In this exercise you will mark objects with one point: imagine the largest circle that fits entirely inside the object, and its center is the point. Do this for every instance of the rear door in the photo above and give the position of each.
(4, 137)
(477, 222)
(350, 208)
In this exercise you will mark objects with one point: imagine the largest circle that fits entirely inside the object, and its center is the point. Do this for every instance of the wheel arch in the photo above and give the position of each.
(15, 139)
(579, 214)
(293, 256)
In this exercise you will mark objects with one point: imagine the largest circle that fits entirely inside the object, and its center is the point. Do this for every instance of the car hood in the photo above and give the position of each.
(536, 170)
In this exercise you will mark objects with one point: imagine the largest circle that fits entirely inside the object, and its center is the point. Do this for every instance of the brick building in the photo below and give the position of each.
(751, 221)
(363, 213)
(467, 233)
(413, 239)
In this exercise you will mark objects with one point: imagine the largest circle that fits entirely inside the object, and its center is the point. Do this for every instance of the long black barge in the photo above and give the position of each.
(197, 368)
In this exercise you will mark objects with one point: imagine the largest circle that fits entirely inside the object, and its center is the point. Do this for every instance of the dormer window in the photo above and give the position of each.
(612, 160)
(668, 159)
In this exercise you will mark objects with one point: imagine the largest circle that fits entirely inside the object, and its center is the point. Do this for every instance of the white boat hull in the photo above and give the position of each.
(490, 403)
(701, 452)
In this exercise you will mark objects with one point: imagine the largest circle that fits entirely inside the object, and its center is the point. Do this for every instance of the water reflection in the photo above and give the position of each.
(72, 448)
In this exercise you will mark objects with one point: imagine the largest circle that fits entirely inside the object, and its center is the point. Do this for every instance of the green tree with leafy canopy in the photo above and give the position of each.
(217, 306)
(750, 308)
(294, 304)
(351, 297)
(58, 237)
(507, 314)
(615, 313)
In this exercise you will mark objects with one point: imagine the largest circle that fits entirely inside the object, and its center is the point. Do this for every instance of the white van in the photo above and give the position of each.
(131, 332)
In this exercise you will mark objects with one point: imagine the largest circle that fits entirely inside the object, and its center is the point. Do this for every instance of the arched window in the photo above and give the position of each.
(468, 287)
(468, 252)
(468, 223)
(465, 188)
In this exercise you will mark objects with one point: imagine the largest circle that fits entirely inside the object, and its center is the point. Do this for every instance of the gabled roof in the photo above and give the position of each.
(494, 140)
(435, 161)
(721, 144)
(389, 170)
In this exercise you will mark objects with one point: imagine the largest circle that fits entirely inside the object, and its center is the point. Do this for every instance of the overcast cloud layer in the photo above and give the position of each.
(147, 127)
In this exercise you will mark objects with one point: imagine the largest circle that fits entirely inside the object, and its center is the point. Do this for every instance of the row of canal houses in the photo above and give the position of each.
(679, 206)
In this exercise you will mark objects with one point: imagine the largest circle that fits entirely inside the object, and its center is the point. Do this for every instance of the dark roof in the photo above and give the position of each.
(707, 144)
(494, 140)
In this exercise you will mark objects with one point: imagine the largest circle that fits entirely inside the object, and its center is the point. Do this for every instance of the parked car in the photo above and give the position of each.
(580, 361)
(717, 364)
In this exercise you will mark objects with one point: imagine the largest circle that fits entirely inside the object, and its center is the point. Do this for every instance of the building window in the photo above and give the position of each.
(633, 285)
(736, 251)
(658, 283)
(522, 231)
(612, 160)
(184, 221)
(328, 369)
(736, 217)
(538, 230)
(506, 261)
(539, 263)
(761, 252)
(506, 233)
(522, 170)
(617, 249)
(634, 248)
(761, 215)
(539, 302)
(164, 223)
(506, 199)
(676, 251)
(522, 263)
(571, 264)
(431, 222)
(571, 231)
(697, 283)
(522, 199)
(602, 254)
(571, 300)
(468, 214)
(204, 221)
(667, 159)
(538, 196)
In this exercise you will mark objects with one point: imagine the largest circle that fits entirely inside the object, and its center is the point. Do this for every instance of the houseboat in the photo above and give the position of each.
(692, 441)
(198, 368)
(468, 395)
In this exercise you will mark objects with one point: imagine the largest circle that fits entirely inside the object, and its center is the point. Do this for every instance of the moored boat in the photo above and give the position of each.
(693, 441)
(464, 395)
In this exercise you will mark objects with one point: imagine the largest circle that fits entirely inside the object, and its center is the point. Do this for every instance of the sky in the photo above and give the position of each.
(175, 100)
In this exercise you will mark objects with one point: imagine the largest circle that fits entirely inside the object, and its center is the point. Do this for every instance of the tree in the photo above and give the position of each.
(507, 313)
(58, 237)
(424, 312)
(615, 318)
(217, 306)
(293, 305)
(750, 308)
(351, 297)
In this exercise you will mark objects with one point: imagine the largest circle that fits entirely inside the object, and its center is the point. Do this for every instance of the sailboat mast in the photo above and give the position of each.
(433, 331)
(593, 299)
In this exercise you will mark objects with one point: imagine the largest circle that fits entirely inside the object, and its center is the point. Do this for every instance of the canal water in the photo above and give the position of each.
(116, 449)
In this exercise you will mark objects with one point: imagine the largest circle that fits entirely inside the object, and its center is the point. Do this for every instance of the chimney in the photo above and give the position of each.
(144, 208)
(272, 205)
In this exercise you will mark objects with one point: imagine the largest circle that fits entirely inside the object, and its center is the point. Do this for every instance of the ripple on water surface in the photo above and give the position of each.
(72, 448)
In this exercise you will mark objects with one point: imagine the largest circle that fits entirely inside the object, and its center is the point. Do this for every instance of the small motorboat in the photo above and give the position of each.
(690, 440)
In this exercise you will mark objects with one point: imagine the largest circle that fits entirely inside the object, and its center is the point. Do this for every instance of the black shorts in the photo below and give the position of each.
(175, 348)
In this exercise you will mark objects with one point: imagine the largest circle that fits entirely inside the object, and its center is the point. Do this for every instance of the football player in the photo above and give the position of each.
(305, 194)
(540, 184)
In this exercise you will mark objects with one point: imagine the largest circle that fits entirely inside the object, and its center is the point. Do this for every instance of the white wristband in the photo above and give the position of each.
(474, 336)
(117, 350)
*****
*Your objective:* Starting at the line that contains "of the football", retype each line through the end of the listing above and nothing else.

*Full output:*
In this exercise you will mark objects with one point: imagine the largest circle that fits entirely inside the object, and its center is the point. Do this for every instance of the football player in the photo above and give the position of each.
(305, 194)
(540, 184)
In this exercise you will mark objects with one point: imagine the largest circle that fits entirely inside the object, and its center is the point. Do this for every instance of the white wristband in the photo above and give the position of each.
(474, 336)
(117, 350)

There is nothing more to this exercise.